___ EXTRACTED TEXT ___

DCL is the interactive command interpreter that users encounter on a VMS system, and can also execute scripts. DCL's position in the architecture of VMS is equivalent to that of the Bourne shell in the UNIX system.
Classic computer books written in classic style to high standards about classic procedural languages look and feel similar; that is, they look dignified. This is a dignified book, a revision of a classic that stood almost a decade and has had time to mature in the keg.
Writing Real Programs in DCL takes you in an orderly progression from the elements of DCL to sophisticated scripting for CGI. The style is well-balanced between the needs of the average user and the needs of the programming sophisticate. The presentation is lucid, knowledgeable, and accurate. The transitions between each unit of knowledge are logical and the domain of discourse is well-defined. There is a steady induction of general VMS knowledge into the discussion. The overall range of problems which might reasonably be solved using DCL is explored thoroughly and in case detail.
Coauthor Steve Hoffman, who did most of the writing for the revision, has added new material on CGI, the Year 2000, and security, addressing problems and capabilities that have arisen in the years since the original publication. One of the finest compliments that one can pay the authors of a revised text is that the new material does not obtrude, buts blends smoothly with the original.

___ DATA BELOW ___

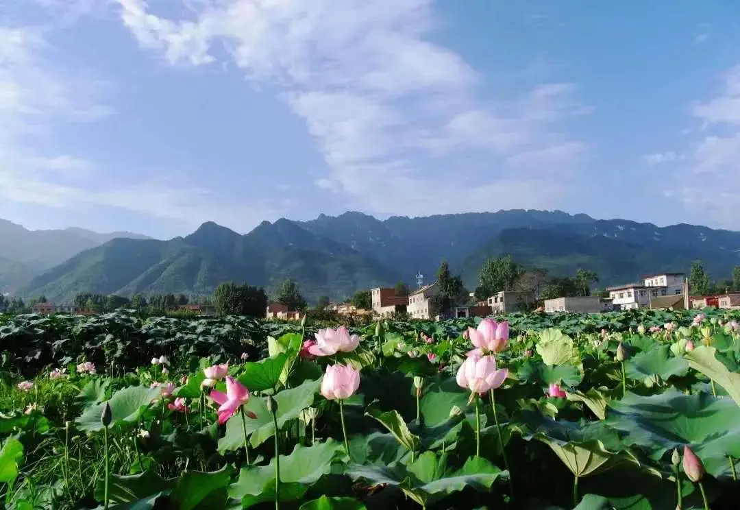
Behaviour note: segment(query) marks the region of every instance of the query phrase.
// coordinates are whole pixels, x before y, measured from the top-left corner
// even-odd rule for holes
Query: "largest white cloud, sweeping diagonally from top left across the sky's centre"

___

EXERCISE DETAILS:
Continue the review of the DCL programming book from the point where it stops. The material was drawn from another source.

EXERCISE ANSWER:
Typographically, using little "stickpin" icons to indicate a link between one unit and another serves to emphasize how the Web has transformed our underlying expectations of the way educational material is presented. This book is set in LaTex by the authors, and like many other similarly constructed texts, will make a splendid archival web document when all the modalities of property right protection have been solved in the publishing industry.
Though targeted at open VMS, all of the examples I tried ran also under VMS 5.2 on a MicroVAX.
If learning DCL quickly and in textbook fashion is what you need, this book will get you there. Keep Writing Real Programs in DCL on your shelf and expect few changes in DCL, a mature technology. "Writing Real Programs in DCL" is a polished book about a polished technology, and it's 100 percent free of horsefeathers.